◆ Requirement ◆
Lines that include the string "would" are the ones to copy from the entries below.

◆ Task data ◆

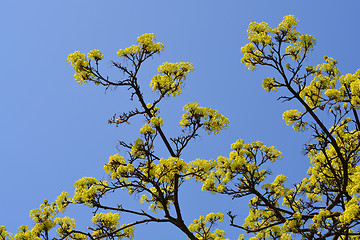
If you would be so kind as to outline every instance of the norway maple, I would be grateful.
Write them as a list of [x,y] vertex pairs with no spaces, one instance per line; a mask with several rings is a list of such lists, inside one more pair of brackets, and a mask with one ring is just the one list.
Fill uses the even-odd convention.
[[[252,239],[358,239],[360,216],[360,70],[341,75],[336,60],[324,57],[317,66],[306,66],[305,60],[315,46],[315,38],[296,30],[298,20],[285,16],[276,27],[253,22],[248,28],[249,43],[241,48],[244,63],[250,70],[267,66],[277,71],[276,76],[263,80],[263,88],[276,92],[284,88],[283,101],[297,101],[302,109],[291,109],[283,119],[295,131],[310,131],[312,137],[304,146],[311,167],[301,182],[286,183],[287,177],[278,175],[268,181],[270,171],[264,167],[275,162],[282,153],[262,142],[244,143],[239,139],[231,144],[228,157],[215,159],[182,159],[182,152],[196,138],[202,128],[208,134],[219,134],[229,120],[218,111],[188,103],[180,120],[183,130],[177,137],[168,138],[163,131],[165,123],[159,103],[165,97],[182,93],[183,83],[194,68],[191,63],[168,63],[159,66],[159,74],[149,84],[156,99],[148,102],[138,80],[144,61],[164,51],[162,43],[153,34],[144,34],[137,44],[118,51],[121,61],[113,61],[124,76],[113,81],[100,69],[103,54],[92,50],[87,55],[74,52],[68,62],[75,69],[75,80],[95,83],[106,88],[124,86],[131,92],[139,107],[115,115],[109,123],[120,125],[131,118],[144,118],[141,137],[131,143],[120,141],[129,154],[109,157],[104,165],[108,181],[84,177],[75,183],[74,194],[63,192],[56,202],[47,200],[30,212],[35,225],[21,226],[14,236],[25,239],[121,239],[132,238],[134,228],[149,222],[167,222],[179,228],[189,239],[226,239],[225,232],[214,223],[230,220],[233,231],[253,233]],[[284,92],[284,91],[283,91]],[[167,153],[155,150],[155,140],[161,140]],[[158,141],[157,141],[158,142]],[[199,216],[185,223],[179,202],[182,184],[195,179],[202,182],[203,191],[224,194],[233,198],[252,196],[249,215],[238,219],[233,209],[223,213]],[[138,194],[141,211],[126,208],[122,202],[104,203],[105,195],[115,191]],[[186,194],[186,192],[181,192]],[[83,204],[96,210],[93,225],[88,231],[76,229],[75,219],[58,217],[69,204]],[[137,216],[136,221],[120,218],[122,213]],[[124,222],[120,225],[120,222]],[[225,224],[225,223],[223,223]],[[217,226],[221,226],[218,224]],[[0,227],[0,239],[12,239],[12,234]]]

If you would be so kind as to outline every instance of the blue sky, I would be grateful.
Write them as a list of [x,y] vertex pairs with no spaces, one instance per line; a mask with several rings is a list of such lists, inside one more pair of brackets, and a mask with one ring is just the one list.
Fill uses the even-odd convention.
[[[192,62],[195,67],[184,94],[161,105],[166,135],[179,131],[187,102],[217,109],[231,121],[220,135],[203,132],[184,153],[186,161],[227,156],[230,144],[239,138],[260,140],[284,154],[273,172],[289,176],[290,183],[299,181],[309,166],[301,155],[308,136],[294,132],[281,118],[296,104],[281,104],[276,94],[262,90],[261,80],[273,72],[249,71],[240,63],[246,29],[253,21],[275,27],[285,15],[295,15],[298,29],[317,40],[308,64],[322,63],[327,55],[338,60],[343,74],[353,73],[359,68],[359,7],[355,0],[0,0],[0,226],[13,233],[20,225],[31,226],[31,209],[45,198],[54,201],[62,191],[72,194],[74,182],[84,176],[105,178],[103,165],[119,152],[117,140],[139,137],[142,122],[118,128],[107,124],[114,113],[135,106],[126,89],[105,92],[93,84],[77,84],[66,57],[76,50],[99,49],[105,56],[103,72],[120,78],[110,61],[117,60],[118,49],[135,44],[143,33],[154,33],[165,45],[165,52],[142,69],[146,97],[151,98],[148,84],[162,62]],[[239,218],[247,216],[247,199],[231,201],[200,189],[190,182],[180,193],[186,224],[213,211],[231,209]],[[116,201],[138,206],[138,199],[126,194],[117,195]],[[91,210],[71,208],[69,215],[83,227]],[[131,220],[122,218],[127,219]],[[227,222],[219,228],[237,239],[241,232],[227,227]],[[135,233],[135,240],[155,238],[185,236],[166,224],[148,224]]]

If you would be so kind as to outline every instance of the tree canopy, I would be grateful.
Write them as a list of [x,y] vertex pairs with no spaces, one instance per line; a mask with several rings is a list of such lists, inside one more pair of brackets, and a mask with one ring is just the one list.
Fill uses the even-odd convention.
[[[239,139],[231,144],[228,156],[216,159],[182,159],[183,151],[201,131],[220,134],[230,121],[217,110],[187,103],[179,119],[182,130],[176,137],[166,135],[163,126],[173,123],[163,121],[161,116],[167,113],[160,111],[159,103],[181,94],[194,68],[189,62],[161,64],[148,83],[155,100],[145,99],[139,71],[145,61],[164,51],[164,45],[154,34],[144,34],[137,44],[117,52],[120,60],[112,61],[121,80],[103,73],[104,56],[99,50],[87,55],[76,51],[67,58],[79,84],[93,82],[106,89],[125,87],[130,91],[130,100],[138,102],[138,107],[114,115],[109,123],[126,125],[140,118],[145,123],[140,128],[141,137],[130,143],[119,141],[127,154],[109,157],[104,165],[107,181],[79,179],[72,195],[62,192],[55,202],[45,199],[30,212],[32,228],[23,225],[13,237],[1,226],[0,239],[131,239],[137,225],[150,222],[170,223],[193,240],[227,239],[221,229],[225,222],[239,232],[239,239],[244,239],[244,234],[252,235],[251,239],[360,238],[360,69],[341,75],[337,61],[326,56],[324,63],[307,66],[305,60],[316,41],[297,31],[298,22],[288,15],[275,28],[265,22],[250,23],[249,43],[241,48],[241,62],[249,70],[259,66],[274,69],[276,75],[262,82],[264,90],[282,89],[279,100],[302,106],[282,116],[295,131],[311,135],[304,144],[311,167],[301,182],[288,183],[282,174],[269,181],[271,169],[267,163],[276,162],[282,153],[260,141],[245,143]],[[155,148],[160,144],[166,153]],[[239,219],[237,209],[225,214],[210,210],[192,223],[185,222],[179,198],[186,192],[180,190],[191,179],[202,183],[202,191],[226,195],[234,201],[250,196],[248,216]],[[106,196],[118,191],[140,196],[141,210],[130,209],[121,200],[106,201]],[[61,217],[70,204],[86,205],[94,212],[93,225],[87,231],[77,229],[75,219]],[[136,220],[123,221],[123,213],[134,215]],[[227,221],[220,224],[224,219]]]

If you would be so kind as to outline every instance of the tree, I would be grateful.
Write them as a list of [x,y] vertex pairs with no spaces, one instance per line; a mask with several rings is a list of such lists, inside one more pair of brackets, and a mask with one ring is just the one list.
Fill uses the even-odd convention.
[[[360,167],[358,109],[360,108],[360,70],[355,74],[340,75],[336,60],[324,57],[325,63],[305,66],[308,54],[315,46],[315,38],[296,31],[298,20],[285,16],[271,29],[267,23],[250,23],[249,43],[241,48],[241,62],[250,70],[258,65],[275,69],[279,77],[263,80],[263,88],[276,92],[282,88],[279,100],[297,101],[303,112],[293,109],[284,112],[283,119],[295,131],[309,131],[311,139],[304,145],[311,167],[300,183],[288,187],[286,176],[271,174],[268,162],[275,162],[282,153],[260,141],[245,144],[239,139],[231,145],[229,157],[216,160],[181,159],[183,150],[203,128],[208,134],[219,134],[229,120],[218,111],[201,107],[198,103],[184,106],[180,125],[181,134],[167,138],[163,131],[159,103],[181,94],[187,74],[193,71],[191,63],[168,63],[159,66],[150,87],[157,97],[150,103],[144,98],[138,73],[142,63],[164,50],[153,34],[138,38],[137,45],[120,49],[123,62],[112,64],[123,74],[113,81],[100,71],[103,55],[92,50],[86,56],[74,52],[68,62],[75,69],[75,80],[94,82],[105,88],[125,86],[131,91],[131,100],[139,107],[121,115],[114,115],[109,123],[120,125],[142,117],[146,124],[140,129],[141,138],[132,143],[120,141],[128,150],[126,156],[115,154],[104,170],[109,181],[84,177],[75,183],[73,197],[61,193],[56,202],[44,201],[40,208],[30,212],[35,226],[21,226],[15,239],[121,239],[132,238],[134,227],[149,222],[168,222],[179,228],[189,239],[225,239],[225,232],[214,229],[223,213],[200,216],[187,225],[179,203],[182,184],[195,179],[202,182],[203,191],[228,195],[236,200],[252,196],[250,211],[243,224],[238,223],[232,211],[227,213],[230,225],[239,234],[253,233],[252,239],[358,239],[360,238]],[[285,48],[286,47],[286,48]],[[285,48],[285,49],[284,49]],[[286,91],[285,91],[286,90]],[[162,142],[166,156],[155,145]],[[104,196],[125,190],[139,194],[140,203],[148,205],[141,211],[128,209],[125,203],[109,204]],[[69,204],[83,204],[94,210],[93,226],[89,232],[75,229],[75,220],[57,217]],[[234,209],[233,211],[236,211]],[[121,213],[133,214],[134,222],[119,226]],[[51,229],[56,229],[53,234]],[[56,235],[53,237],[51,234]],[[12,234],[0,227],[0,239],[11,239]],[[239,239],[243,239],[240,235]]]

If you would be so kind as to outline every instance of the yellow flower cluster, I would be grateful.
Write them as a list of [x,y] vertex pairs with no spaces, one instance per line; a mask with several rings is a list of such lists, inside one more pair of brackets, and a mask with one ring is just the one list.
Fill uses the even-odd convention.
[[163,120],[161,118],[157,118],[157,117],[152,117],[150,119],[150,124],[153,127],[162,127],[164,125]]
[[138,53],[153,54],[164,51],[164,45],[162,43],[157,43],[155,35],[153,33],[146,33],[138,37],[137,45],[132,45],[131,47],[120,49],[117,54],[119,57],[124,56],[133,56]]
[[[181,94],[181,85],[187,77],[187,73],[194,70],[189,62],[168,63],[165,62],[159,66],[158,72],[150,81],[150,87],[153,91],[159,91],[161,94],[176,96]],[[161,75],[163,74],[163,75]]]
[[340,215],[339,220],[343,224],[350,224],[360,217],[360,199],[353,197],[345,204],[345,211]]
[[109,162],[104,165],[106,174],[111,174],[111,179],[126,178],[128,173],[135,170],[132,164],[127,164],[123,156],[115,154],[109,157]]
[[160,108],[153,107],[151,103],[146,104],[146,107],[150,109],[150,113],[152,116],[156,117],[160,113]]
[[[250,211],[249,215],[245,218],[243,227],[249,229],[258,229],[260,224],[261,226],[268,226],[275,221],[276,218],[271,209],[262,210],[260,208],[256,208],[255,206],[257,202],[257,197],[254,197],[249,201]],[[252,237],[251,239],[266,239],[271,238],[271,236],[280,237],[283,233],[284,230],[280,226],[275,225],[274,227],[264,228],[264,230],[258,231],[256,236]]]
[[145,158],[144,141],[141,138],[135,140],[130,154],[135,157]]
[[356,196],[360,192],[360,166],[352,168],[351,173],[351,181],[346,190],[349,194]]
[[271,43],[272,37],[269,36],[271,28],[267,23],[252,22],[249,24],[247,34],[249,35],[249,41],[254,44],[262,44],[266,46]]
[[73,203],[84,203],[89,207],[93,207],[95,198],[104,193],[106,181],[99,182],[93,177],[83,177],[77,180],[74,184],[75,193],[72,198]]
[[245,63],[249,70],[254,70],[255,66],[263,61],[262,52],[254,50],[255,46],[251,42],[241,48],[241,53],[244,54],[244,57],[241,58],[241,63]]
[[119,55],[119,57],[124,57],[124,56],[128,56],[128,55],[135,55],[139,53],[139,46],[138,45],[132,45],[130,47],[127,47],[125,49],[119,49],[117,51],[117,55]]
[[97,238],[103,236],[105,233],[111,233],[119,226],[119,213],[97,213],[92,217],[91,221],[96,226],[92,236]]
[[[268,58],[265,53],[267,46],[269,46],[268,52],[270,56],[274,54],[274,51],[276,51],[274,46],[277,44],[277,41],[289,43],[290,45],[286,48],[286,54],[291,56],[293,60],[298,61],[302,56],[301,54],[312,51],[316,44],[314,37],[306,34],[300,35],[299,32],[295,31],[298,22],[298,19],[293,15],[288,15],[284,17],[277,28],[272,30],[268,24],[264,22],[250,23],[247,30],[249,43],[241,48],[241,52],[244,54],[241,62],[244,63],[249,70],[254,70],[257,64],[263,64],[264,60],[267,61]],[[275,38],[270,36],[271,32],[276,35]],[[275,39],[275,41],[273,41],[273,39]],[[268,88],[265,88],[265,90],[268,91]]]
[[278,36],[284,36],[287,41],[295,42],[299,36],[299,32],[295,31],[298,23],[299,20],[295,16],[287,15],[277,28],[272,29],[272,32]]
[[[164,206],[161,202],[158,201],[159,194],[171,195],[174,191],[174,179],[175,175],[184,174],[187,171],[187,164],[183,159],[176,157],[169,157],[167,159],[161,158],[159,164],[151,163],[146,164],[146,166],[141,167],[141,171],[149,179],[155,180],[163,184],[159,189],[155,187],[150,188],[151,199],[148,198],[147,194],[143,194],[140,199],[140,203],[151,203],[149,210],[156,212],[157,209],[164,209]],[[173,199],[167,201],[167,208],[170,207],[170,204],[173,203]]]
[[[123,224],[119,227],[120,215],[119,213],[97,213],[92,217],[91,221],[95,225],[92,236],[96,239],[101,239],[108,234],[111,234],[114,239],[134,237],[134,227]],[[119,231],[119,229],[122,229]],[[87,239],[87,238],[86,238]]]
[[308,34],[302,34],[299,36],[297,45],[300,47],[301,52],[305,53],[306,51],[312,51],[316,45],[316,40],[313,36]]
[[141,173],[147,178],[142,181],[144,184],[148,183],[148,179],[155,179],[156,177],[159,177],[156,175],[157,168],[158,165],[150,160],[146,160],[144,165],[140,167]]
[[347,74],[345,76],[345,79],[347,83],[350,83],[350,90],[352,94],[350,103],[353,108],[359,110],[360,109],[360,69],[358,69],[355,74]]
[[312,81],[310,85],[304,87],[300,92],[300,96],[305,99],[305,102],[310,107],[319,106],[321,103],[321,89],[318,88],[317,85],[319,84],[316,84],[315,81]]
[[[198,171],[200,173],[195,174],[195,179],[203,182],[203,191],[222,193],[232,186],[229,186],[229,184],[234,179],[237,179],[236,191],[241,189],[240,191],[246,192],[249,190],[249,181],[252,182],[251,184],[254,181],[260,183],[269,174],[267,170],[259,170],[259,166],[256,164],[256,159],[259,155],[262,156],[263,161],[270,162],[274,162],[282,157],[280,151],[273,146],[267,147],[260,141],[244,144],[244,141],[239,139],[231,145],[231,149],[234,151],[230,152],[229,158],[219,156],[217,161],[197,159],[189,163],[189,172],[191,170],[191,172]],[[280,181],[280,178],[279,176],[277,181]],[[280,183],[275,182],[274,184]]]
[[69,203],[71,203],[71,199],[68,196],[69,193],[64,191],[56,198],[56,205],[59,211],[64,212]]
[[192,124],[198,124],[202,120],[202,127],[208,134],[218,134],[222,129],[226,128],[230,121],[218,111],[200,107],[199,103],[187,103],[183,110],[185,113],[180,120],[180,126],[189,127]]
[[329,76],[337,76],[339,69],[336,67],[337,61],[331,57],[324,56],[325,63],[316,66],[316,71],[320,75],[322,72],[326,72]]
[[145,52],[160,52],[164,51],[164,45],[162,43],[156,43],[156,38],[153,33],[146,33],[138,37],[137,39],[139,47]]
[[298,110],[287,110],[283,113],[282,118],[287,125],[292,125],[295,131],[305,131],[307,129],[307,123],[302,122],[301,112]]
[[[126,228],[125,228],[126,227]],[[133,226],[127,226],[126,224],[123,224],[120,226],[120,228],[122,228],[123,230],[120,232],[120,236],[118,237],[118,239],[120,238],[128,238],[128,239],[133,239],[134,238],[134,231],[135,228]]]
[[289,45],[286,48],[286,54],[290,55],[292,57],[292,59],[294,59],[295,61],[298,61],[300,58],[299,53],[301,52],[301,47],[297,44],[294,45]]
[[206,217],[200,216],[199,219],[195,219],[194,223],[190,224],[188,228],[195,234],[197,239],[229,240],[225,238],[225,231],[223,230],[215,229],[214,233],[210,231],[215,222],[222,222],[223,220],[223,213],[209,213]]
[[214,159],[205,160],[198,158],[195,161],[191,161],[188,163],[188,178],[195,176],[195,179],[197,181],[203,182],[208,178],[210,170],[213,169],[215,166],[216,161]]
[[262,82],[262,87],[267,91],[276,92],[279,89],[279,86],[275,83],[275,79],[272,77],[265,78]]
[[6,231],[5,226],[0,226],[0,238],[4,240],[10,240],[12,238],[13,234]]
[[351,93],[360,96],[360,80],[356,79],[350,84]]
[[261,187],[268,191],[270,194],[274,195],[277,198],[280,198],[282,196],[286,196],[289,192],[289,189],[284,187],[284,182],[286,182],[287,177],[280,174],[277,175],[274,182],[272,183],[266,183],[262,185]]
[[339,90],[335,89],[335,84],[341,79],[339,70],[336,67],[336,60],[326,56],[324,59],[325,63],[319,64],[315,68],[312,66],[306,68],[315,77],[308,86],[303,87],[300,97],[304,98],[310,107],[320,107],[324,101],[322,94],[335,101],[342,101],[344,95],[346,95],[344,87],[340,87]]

◆ Answer for the task ◆
If you would be so kind as to outline every instance of the norway maple, I would be grateful.
If you would be so kind as to outline every instance of the blue sky, I would be grateful.
If you would be so kind as to outline every instance of the tree canopy, I would be grateful.
If you would be so kind as to outline every instance of the tree, I would be grateful.
If you would be so kind as to outline every instance of the yellow flower cluster, I would be grateful.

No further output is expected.